Stated exercise = In the rows below, express the lines as a JSON list of strings, one string per line and with blank lines omitted, starting from the line containing "Where can the white road" and continuing up to and including the line containing "<point>895,412</point>".

Dataset extract =

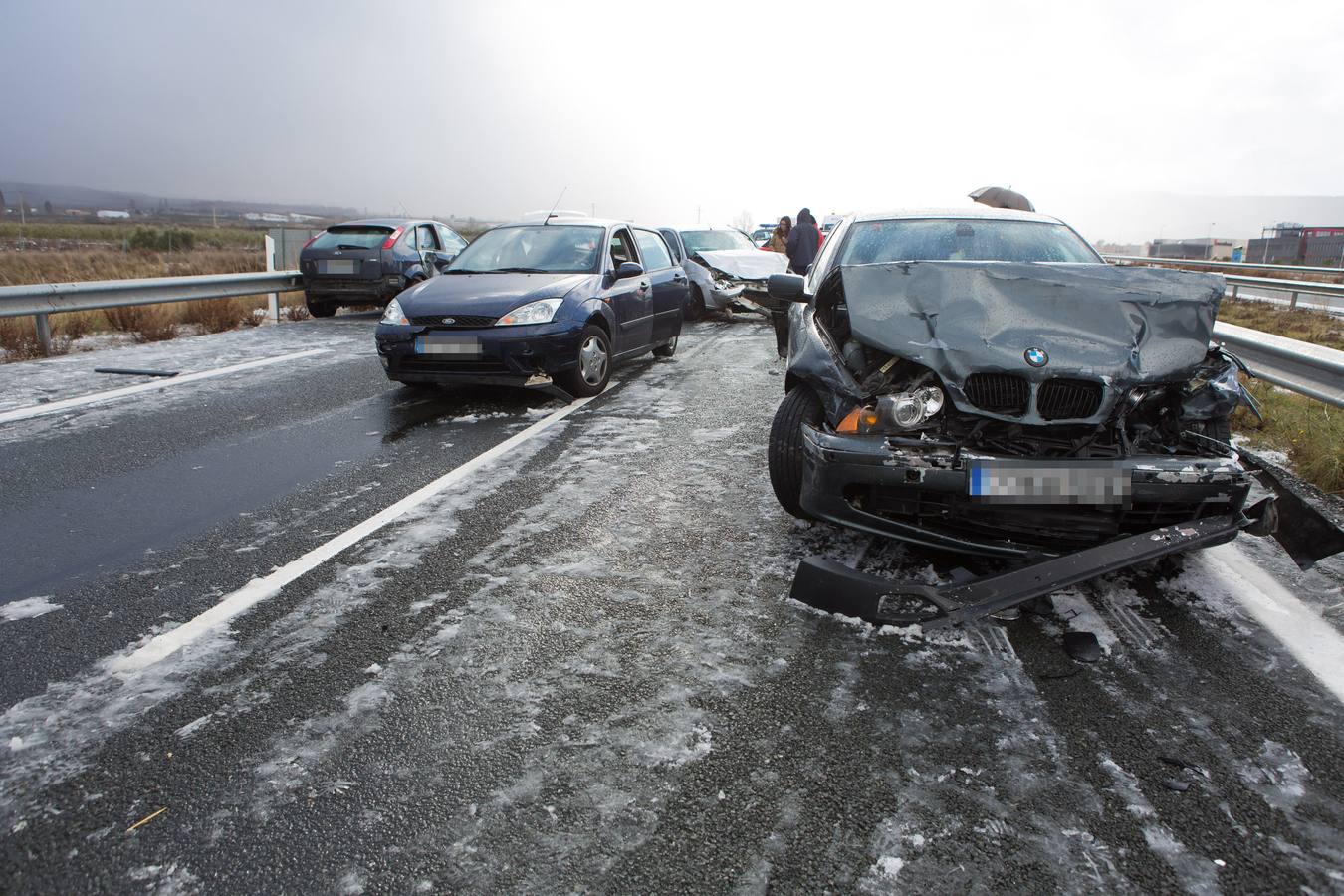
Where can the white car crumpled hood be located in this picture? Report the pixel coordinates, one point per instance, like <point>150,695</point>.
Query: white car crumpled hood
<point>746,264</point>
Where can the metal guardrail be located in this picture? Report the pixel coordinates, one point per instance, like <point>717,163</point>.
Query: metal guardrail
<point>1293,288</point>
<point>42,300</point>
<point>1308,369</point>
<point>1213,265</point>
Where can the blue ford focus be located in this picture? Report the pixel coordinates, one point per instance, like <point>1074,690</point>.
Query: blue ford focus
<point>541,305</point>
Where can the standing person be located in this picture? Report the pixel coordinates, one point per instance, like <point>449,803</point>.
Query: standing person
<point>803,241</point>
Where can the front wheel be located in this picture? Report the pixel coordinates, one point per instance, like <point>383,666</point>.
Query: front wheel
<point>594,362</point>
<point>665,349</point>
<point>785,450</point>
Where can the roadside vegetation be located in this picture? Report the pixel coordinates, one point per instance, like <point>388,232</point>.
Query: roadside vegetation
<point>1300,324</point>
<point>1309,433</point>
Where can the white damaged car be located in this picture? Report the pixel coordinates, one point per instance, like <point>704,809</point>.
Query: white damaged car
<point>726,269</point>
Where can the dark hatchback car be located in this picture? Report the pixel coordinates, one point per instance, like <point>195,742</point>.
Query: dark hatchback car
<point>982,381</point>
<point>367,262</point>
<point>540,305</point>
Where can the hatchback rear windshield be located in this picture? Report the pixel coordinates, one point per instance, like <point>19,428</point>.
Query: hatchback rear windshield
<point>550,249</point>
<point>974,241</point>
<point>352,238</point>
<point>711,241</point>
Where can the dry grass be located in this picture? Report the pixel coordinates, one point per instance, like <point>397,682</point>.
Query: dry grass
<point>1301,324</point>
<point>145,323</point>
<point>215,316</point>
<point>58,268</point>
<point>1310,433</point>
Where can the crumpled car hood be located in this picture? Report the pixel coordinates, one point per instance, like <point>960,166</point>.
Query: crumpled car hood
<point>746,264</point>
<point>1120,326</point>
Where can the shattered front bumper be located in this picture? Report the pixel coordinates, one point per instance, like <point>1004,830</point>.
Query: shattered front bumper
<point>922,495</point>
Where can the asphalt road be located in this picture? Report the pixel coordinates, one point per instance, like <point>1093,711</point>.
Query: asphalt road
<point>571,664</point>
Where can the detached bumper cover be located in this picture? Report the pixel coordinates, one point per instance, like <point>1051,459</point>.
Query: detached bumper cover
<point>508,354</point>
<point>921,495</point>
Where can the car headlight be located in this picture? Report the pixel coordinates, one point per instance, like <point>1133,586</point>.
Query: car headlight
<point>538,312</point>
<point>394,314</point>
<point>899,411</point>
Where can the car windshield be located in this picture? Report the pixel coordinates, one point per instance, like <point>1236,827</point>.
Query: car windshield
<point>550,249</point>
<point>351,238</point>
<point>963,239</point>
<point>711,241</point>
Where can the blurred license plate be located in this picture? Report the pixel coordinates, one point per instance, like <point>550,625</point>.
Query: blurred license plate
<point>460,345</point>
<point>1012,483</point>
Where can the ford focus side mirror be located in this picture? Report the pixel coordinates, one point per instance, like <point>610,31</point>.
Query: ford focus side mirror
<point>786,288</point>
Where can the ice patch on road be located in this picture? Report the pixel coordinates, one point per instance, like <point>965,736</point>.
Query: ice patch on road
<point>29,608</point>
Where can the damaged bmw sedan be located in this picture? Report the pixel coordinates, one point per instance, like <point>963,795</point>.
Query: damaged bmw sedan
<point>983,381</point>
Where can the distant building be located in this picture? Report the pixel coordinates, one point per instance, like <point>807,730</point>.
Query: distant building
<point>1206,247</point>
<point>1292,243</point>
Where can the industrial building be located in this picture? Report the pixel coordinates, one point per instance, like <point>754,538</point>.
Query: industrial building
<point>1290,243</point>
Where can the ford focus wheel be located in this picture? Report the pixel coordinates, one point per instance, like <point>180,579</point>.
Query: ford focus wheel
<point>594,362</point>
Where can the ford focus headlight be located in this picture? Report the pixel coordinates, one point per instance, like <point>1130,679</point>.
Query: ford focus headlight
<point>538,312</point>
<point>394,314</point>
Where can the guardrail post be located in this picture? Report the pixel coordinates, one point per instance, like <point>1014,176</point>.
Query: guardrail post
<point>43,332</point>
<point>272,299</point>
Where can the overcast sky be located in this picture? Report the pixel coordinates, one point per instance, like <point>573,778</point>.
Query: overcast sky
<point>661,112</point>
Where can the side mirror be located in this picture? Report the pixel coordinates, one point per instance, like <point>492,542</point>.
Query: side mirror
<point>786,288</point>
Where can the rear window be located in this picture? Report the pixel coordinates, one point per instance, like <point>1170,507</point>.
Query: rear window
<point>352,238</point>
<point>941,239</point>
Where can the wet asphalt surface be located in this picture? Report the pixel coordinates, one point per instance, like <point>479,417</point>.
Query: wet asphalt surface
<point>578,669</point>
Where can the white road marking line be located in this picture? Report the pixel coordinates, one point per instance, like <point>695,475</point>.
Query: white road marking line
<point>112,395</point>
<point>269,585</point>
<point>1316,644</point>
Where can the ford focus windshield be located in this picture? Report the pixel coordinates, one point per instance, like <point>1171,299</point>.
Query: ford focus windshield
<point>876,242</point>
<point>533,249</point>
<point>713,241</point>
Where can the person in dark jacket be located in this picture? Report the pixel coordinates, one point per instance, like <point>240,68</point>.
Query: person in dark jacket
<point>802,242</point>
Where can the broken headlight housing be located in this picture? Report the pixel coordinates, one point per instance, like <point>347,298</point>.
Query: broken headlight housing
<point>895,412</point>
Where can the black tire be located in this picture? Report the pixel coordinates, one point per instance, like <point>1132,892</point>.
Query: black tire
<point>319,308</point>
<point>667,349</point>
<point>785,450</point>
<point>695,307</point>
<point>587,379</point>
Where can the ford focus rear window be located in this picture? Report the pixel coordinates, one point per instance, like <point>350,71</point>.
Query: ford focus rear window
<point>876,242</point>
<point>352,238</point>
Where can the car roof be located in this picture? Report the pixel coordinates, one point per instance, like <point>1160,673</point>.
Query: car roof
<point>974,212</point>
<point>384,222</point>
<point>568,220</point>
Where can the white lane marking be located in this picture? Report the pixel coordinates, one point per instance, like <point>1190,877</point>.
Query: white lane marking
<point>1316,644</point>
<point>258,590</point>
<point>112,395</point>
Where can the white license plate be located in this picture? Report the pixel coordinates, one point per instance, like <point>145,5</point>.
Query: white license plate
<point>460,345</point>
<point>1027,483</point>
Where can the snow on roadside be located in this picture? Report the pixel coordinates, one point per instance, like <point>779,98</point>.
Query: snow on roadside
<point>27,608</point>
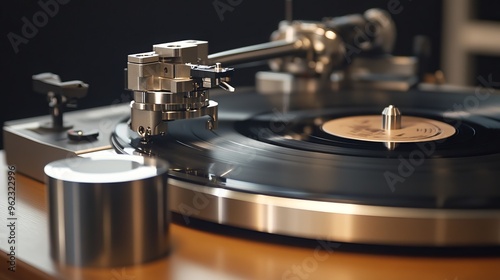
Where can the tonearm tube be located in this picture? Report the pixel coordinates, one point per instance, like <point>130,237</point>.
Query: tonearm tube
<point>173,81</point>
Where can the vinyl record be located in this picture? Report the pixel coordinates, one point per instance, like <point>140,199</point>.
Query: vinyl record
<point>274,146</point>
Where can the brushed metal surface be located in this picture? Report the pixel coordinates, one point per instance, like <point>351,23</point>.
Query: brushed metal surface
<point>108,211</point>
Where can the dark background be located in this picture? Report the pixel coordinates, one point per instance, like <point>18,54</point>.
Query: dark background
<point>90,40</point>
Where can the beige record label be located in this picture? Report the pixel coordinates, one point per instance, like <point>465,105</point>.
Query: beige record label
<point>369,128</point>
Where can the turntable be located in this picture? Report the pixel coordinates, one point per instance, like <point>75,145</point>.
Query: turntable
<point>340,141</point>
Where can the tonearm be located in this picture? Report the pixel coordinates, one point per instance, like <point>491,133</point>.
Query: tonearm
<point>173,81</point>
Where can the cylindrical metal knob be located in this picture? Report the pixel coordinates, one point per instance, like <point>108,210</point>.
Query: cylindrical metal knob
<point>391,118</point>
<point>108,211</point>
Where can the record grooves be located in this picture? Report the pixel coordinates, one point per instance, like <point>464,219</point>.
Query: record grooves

Full output =
[
  "Where can the white road marking line be located in this picture? Report the pixel coordinates, one point per instance, like <point>695,475</point>.",
  "Query: white road marking line",
  "<point>112,395</point>",
  "<point>269,585</point>",
  "<point>1316,644</point>",
  "Where can the ford focus windshield be located in this picture? Report the pixel coordinates, one point per instance, like <point>1171,299</point>.",
  "Query: ford focus windshield",
  "<point>876,242</point>",
  "<point>533,249</point>",
  "<point>713,241</point>",
  "Where can the person in dark jacket be located in this picture? Report the pixel coordinates, one point per instance, like <point>240,68</point>.",
  "Query: person in dark jacket",
  "<point>802,242</point>",
  "Where can the broken headlight housing be located in this picture? Report the pixel coordinates, one point per instance, like <point>347,298</point>.",
  "Query: broken headlight housing",
  "<point>895,412</point>"
]